**Required work:**
A - Output the part of the Passover text from "The whole of" to "firstborn in Egypt?", copying it word for word.
B - In one to three sentences, explain why the Passover text says Jewish midwives were ordered to murder all Jewish male babies.
C - Decide whether each statement agrees with the Passover text, and give yes or no with the deciding words quoted from the text: (i) Jacob's family numbered seventy-five people when it settled in Egypt; (ii) the pogrom lasted less than forty years; (iii) the edict to Egyptian citizens ordered the killing of Jewish female babies as well as male babies.

The Promises of Passover
The Passover story is a long complex saga with many hidden realities, meanings and revelations. These enriching dimensions of the story answer questions far beyond the four asked at the Seder meal and explain much about the miracles that lead to freedom for a nation after approximately 130 years of brutal enslavement.
It's an epic story, a timeless story. Its themes apply to events throughout human history. These include paganism, slavery, population control, death inducing forced labor, infanticide, mentally ill leadership with a delusional god complex bent on total domination, the emergence of a hero and supernatural events that fulfill prophecy and inspire the human heart.
From biblical sources, it is calculated that Jacob's family comprises seventy-five people when they settle together in Egypt. For 240 plus years, they enjoy prosperity and high fertility rates. Then, population control is imposed on them through merciless forced labor. When this fails to effectively decrease the number of Hebrews, Jewish midwives are ordered to murder all Jewish male babies. When the Jewish midwives refuse, an edict follows that every Egyptian citizen is to personally search out and kill all Jewish male babies, leaving the Jewish female babies alive for sex enslavement. The national search and destroy decree is in Exodus 1: 22. And Pharaoh commanded all his people, saying, "Every son who is born you shall cast into the Nile, and every daughter you shall allow to live."
The whole of Egyptian society participates in this long term pogrom that lasts over 80 years. Infanticide numbers are estimated at between two and three million Jewish male babies in those years. See Good Question... Was God being evil when He killed all the firstborn in Egypt?

**Provided data:**
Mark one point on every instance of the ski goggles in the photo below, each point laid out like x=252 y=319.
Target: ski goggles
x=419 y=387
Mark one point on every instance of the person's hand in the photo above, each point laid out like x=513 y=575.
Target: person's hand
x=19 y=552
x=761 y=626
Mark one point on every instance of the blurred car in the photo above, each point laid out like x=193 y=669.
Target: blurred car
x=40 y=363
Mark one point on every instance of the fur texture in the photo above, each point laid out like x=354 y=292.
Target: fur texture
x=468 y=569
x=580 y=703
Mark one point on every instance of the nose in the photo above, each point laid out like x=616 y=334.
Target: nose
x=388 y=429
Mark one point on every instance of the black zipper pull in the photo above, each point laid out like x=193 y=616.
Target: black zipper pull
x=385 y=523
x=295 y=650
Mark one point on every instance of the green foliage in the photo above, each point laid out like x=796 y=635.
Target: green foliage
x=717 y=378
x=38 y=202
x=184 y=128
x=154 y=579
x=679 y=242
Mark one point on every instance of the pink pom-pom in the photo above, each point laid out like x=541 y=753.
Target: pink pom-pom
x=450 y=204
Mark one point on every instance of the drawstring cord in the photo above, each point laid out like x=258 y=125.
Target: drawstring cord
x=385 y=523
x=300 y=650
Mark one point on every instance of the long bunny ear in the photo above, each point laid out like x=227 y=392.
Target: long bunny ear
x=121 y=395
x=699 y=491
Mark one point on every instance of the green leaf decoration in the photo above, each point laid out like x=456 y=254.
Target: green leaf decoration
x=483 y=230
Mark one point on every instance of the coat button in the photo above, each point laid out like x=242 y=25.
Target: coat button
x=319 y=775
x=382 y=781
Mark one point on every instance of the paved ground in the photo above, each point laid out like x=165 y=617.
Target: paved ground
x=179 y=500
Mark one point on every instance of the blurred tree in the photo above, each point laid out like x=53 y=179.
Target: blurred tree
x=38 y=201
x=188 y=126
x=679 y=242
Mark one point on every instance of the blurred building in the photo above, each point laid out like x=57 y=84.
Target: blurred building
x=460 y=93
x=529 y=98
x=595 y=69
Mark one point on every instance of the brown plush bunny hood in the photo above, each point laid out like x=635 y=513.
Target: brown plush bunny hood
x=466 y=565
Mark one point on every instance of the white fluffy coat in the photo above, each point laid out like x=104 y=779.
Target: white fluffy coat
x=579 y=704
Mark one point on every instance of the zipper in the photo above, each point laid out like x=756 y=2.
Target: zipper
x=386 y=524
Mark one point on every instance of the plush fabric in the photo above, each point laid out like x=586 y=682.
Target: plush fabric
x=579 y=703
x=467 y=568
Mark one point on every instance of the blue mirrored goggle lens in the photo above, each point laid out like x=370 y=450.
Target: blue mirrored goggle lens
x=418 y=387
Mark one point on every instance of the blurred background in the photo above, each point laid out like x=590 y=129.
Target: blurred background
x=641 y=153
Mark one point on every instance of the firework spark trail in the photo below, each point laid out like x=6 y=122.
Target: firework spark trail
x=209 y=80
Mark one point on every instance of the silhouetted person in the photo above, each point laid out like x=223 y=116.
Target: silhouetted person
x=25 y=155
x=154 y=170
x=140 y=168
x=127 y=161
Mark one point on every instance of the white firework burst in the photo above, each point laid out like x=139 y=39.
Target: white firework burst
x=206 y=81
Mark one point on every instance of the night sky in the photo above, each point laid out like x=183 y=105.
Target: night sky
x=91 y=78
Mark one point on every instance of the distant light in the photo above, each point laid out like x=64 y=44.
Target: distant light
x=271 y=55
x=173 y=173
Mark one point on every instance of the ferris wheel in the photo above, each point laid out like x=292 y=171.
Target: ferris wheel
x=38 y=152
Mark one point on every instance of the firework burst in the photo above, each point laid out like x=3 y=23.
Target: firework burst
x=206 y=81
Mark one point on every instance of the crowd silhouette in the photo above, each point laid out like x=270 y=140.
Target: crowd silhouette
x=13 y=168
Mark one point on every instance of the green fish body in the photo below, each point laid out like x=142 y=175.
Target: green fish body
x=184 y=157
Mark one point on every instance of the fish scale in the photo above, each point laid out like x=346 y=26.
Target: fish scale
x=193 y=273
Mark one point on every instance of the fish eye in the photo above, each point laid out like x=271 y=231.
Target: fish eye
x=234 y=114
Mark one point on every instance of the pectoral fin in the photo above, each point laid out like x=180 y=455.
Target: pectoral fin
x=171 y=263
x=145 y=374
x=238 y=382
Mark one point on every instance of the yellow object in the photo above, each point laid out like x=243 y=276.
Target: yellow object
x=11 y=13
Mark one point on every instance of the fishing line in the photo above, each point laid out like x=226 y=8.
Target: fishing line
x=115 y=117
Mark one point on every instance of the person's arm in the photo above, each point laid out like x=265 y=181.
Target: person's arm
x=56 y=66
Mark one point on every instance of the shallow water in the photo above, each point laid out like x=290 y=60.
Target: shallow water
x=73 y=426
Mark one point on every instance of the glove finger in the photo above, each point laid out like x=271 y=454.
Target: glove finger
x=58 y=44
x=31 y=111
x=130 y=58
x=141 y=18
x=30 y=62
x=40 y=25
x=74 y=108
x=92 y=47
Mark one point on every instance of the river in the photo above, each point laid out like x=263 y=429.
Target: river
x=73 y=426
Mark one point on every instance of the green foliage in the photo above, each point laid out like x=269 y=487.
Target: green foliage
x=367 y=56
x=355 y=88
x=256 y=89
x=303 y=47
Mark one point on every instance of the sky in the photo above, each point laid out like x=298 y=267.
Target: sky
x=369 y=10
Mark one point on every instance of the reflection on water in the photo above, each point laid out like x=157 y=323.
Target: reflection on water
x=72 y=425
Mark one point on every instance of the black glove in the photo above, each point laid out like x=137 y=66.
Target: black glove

**Exercise results:**
A -
The whole of Egyptian society participates in this long term pogrom that lasts over 80 years. Infanticide numbers are estimated at between two and three million Jewish male babies in those years. See Good Question... Was God being evil when He killed all the firstborn in Egypt?

B - Population control had been imposed on the Hebrews through merciless forced labor. When this failed to effectively decrease their number, the midwives were given that order.

C -
(i) Yes: "it is calculated that Jacob's family comprises seventy-five people when they settle together in Egypt"
(ii) No: "this long term pogrom that lasts over 80 years"
(iii) No: "leaving the Jewish female babies alive for sex enslavement"